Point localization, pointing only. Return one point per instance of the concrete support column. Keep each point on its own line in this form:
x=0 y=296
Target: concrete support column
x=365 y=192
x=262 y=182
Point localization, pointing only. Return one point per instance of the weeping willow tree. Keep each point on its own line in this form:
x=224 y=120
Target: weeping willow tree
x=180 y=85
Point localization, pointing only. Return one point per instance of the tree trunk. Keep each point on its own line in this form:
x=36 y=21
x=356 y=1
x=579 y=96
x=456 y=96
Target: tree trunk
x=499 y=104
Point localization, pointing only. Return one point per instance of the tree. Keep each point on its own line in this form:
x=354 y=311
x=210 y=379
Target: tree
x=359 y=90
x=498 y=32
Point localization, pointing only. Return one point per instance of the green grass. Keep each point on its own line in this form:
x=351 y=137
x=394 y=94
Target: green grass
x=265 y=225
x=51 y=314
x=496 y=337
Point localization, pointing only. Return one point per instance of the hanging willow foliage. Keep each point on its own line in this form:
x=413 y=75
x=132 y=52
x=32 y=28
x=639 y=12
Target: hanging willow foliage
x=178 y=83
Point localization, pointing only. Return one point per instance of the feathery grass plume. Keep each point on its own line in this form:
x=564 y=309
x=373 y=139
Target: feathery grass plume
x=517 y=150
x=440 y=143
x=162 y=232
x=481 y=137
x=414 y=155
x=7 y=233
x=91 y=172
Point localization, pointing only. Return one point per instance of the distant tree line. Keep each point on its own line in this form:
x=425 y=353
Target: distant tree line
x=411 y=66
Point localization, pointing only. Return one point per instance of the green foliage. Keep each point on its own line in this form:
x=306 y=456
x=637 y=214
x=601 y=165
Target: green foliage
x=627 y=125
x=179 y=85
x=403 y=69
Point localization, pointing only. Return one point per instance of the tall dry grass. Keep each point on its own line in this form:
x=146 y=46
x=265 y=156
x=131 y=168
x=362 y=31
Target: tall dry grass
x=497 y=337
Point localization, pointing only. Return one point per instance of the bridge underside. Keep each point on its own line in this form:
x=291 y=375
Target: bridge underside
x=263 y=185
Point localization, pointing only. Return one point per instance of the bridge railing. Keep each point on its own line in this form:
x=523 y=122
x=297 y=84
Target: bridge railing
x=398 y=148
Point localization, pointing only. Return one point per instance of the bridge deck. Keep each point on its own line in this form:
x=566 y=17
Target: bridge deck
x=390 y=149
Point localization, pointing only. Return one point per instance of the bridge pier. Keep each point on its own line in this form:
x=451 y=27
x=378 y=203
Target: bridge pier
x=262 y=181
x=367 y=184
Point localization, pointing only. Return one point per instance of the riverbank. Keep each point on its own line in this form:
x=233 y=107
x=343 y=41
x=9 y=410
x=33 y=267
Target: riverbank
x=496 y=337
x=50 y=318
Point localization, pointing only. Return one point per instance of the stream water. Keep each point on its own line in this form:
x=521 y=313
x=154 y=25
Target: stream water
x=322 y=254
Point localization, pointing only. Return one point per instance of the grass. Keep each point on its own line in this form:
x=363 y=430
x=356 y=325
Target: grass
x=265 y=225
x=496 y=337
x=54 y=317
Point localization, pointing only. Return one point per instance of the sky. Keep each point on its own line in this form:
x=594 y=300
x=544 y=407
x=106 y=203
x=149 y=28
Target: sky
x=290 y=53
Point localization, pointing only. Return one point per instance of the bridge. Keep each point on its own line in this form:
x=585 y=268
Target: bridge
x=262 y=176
________
TASK TO CARRY OUT. Transcribe the listing in full, line by line.

SOLUTION.
Point localization, pointing only. Return one point per instance of the concrete support column. Keep each point on its own line in this form:
x=0 y=296
Target: concrete support column
x=365 y=192
x=262 y=182
Point localization, pointing only. Return one point per instance of the weeping willow tree. Keep each point on its own line in this form:
x=224 y=120
Target: weeping willow tree
x=180 y=85
Point localization, pointing only. Return one point per instance of the tree trunk. Keep each point on its own line in this form:
x=36 y=21
x=356 y=1
x=579 y=96
x=456 y=96
Target: tree trunk
x=499 y=104
Point localization, pointing only. Return one point per instance of the tree. Keep each point on its own line in this form:
x=354 y=311
x=210 y=379
Target: tree
x=359 y=90
x=498 y=32
Point localization, pointing only. Return one point per instance of the green grass. Keep each point on its own line in this form:
x=351 y=137
x=394 y=94
Target: green grass
x=265 y=225
x=51 y=314
x=496 y=337
Point localization, pointing only. Return one point per instance of the hanging willow foliage. Keep each point on its own line in this form:
x=413 y=75
x=132 y=52
x=32 y=28
x=639 y=12
Target: hanging willow foliage
x=178 y=83
Point localization, pointing only. Return one point per instance of the feathery grass plume. Keep each point on its own line in this form:
x=564 y=309
x=373 y=139
Target: feathery grass plume
x=517 y=150
x=440 y=143
x=162 y=232
x=481 y=137
x=414 y=155
x=7 y=233
x=91 y=172
Point localization, pointing only. Return one point per instance of the distant tree line. Keep each point on its own line in this form:
x=425 y=353
Target: distant tree line
x=411 y=66
Point localization, pointing only. Return one point per instance of the green foliage. Keep each point on its own line in this form:
x=306 y=456
x=637 y=214
x=601 y=165
Target: green foliage
x=627 y=125
x=179 y=85
x=403 y=69
Point localization, pointing only. Return one point per instance of the tall dry grass. Keep each point on its own line in this form:
x=146 y=46
x=265 y=156
x=131 y=168
x=362 y=31
Target: tall dry grass
x=497 y=337
Point localization, pointing only. Return one point per instance of the bridge underside. Keep each point on its own line in this form:
x=291 y=375
Target: bridge underside
x=263 y=185
Point localization, pointing only. Return one point per instance of the bridge railing. Keep each point on its own line in this form:
x=523 y=122
x=297 y=84
Target: bridge railing
x=398 y=148
Point localization, pointing only. Return one point per instance of the bridge deck. Keep each point on its own line in this form:
x=566 y=17
Target: bridge deck
x=390 y=149
Point localization, pointing only. Return one point per instance of the bridge pier. Keep each point on its own line in this form:
x=451 y=27
x=378 y=203
Target: bridge pier
x=262 y=181
x=367 y=184
Point localization, pointing only. Return one point per instance of the riverbank. Keep each point on its own line in this form:
x=233 y=107
x=343 y=41
x=9 y=410
x=33 y=267
Target: riverbank
x=496 y=337
x=50 y=318
Point localization, pointing only. Return one point per instance of the stream water. Keep each point on its own line in this form:
x=521 y=313
x=154 y=25
Target: stream water
x=322 y=254
Point localization, pointing only. Return one point per instance of the grass. Keep each point on its own line in this form:
x=363 y=430
x=356 y=325
Target: grass
x=265 y=225
x=496 y=337
x=54 y=317
Point localization, pointing only. Return one point per instance of the sky. Keep each point on its own line in this form:
x=594 y=300
x=544 y=407
x=106 y=203
x=149 y=28
Target: sky
x=290 y=53
Point localization, pointing only. Return one point per instance of the bridge. Keep each point on its own line in this form:
x=585 y=268
Target: bridge
x=262 y=176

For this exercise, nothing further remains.